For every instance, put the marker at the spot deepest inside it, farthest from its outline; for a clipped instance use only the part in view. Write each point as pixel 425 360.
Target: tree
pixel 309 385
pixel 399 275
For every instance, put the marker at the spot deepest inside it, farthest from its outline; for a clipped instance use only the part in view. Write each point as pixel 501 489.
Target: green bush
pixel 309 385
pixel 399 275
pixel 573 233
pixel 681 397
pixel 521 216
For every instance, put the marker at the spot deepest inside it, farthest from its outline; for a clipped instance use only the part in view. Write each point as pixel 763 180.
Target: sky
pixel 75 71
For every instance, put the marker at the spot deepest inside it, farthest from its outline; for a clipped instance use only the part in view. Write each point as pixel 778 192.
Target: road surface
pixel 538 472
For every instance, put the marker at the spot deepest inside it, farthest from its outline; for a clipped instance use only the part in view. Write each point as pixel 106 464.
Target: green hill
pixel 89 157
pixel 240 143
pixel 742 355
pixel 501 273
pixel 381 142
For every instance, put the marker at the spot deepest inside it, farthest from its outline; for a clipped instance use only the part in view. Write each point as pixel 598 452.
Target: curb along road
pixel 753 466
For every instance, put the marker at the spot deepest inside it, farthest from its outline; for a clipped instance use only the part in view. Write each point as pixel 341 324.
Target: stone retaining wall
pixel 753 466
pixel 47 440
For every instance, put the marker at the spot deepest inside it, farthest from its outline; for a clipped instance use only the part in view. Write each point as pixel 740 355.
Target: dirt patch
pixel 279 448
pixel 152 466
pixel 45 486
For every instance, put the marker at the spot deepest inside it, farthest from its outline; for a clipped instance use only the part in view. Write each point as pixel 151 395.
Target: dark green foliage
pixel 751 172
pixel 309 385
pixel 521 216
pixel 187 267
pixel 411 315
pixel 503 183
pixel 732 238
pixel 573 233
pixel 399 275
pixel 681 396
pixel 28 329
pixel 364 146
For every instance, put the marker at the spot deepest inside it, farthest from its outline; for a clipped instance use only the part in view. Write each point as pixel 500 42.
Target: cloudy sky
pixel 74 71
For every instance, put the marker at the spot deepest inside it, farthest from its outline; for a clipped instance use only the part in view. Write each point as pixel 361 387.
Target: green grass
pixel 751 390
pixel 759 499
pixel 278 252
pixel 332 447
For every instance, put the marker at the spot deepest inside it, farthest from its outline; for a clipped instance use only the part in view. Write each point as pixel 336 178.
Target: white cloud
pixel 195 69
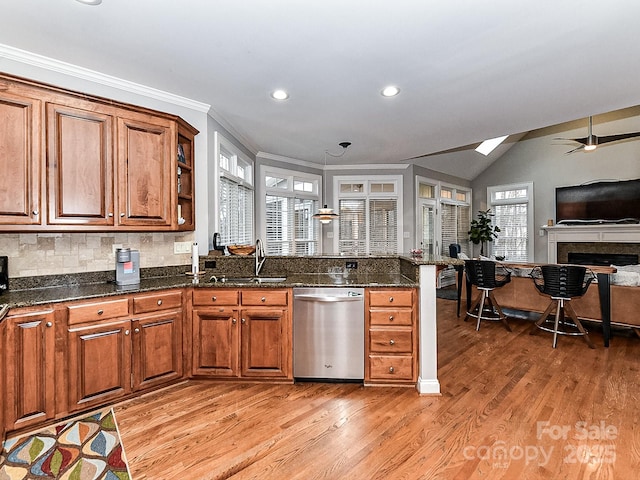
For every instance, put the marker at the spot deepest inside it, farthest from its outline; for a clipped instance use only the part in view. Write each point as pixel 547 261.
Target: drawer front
pixel 155 302
pixel 215 296
pixel 89 312
pixel 389 298
pixel 390 341
pixel 390 317
pixel 389 367
pixel 260 296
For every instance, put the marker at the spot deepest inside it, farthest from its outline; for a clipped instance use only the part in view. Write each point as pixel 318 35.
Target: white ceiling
pixel 468 70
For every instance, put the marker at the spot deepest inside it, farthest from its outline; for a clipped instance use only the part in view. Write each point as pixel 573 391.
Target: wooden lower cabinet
pixel 392 336
pixel 29 356
pixel 242 333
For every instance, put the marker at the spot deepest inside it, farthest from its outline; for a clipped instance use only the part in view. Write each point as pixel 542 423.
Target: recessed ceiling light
pixel 279 95
pixel 390 91
pixel 490 145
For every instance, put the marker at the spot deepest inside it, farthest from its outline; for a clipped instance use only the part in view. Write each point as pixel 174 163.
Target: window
pixel 369 212
pixel 235 187
pixel 512 206
pixel 291 200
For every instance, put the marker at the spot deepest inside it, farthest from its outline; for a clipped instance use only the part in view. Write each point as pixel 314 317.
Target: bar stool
pixel 483 274
pixel 561 283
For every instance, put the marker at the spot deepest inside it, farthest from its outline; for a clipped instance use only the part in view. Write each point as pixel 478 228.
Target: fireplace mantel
pixel 610 233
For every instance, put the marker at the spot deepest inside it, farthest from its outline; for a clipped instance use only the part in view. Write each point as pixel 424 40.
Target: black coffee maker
pixel 4 274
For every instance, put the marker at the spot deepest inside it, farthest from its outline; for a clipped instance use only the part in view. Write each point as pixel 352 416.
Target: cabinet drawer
+--
■ Problem statement
Restate the data word for word while omitting each picture.

■ Response
For every instance, put the marker at the spot deepest inside it, farthest from its outline; for a clipped instance use only the part in view. Write each point as pixel 425 360.
Target: tree
pixel 309 385
pixel 399 275
For every instance, put the marker at the spot deepest inside it, farthest from its outline; for a clipped instance use only the part in view. Write each point as pixel 501 489.
Target: green bush
pixel 309 385
pixel 399 275
pixel 573 233
pixel 681 397
pixel 521 216
For every instance, put the marker at the spot deepest inside it, farthest from its outline; for a clipped instance use only the part in view. Write each point as pixel 763 180.
Target: sky
pixel 75 71
For every instance, put the marker at the spot deepest inside it, farthest from its outline; for a clipped instance use only the part in view. Write each point as pixel 778 192.
Target: road surface
pixel 538 472
For every instance, put the marker at the spot deepest inside it, farthest from its outline; for a clipped instance use only the part in view. Write each point as pixel 106 464.
Target: green hill
pixel 89 157
pixel 240 143
pixel 742 355
pixel 501 273
pixel 381 142
For every instance, put the marker at the spot deepest inside it, farthest from its outline; for a clipped instance use only the part in view. Write each point as pixel 598 452.
Target: curb along road
pixel 753 466
For every instance, put the marker at the spot deepest inside it, farthest from its outline; for a clipped instance use only the part in view. Write each point as pixel 341 324.
Target: stone retaining wall
pixel 753 466
pixel 47 440
For every instance, put the marker at the spot deepest inside it, farthest from its outline; for a clipped instance use only the part in view. Write each point as pixel 740 355.
Target: dirt patch
pixel 279 448
pixel 152 466
pixel 45 486
For every instance, put the marker at the spot deepest inside it, farthest from its outline; for a clipped instance use only the part in view. Write each point as pixel 151 395.
Target: dark green foliage
pixel 751 172
pixel 309 385
pixel 521 216
pixel 187 267
pixel 411 315
pixel 503 183
pixel 732 238
pixel 573 233
pixel 399 275
pixel 681 396
pixel 28 329
pixel 364 146
For every instance, put the marker at the spot deepest inside it, farthest from its outline; for a clipped instance use only the part in view. Write each point as pixel 500 42.
Target: cloudy sky
pixel 74 71
For every instance, put the marker at the spot deepest inside it, farthest from its outline; for a clipped instance use only the part in view. Write each point as pixel 361 387.
Target: green grass
pixel 751 390
pixel 759 499
pixel 278 252
pixel 332 447
For every instance, put the marker at the spot deepest inside it, farthest from its outline; for a clipped instance use only the part in view. Write each point as pixel 336 178.
Target: white cloud
pixel 195 69
For every instance, put the marker at the spot deepest inside it, farthest from its outline; for a clipped instance use only the part in view. Write each point as pixel 547 261.
Target: drawer front
pixel 155 302
pixel 215 296
pixel 89 312
pixel 389 298
pixel 390 341
pixel 390 317
pixel 389 367
pixel 260 296
For every instance, put the marker at the spot deepest inside it, farthest from its outline; for a clipped instance use only the part in view. Write each point as pixel 318 35.
Target: white ceiling
pixel 468 70
For every instance, put the marker at the spot deepest inside it, farthest from its outline; for a clipped instance use only the part in view. Write each point as pixel 573 391.
Target: wooden lower cabinet
pixel 392 336
pixel 29 356
pixel 242 333
For every instance, put the marker at the spot deepest inside it, farthest from its outline; for a clipped instance use only the part in view. Write each point as pixel 542 423.
Target: recessed ceiling light
pixel 279 95
pixel 390 91
pixel 490 145
For every instance, put the marker at the spot deepest inside it, farthest from its outline; for a clipped instance use only the part in view. Write each point as pixel 174 163.
Target: window
pixel 369 212
pixel 235 187
pixel 512 206
pixel 291 200
For every instance, put the marker at the spot deepest inside it, farthest from its outline; for a clipped instance use only the part in view. Write each point as pixel 314 317.
Target: bar stool
pixel 483 274
pixel 561 283
For every instance, put the marker at the spot deepest inside it, farthest from its outline; for a clipped instance use only the part in view. Write each point as pixel 478 228.
Target: fireplace mantel
pixel 610 233
For every instance, put the marker at the spot deepest inside it, farthest from its outline; for a clipped instance use only the part in view. Write each point as pixel 424 40.
Target: black coffee maker
pixel 4 274
For every instance, put the marker at the spot deepest inside it, farthest from its outline; for a clipped instance use only the part in view. Write each point as pixel 352 416.
Target: cabinet drawer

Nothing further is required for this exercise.